───── EXERCISE DATA ─────

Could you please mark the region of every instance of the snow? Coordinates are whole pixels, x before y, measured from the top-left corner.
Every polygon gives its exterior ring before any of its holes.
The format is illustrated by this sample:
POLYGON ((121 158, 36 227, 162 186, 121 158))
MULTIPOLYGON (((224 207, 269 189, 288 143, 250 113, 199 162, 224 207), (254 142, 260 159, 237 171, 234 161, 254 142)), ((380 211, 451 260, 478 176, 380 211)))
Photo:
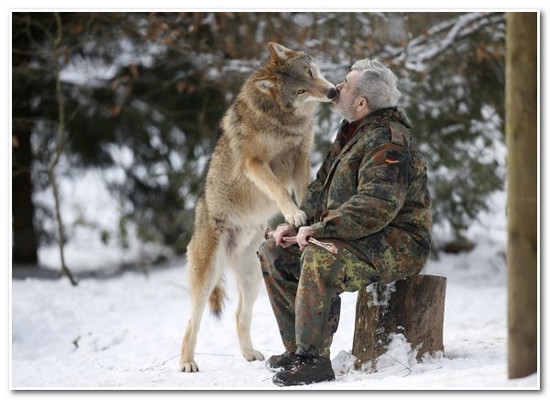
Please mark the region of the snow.
MULTIPOLYGON (((483 224, 472 226, 470 253, 430 260, 424 273, 446 276, 444 354, 417 362, 396 335, 374 373, 351 370, 355 293, 342 295, 340 327, 331 347, 336 381, 292 390, 537 390, 539 374, 507 377, 506 229, 504 193, 483 224)), ((69 265, 102 264, 97 247, 73 242, 69 265), (88 262, 79 262, 88 260, 88 262)), ((55 252, 41 258, 55 268, 55 252), (48 262, 49 258, 49 262, 48 262)), ((112 263, 112 254, 105 265, 112 263)), ((236 289, 220 320, 205 312, 196 349, 198 373, 178 370, 180 342, 190 315, 185 259, 145 273, 108 279, 27 278, 11 284, 12 389, 279 390, 264 362, 238 351, 236 289)), ((82 272, 82 271, 75 271, 82 272)), ((254 307, 254 345, 266 357, 284 351, 265 291, 254 307)), ((539 369, 540 371, 540 369, 539 369)))

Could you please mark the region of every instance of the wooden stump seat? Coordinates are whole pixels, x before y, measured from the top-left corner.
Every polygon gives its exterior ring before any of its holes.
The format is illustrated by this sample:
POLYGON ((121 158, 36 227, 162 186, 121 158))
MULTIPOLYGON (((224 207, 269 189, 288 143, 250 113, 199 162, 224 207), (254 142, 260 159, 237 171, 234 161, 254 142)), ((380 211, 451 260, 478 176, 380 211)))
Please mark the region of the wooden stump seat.
POLYGON ((443 317, 447 278, 414 275, 387 285, 373 283, 357 296, 352 354, 356 369, 376 370, 392 333, 401 333, 424 354, 443 352, 443 317))

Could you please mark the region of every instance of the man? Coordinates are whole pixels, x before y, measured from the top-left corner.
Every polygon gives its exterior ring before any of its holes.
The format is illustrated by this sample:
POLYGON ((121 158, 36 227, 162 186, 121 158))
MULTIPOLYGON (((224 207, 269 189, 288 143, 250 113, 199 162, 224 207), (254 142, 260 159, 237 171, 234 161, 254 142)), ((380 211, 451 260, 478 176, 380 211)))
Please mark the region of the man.
POLYGON ((279 386, 334 380, 339 294, 418 274, 430 253, 426 163, 396 107, 396 76, 364 59, 337 90, 344 121, 300 207, 309 225, 279 225, 258 251, 286 349, 267 361, 279 386), (284 239, 293 236, 298 246, 284 239), (332 242, 337 254, 310 238, 332 242))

─────

● WHAT YOU ARE ASKED TO DO
Only the count is needed: the number of lines in the data that include the word "corner".

● FINISHED EXERCISE
3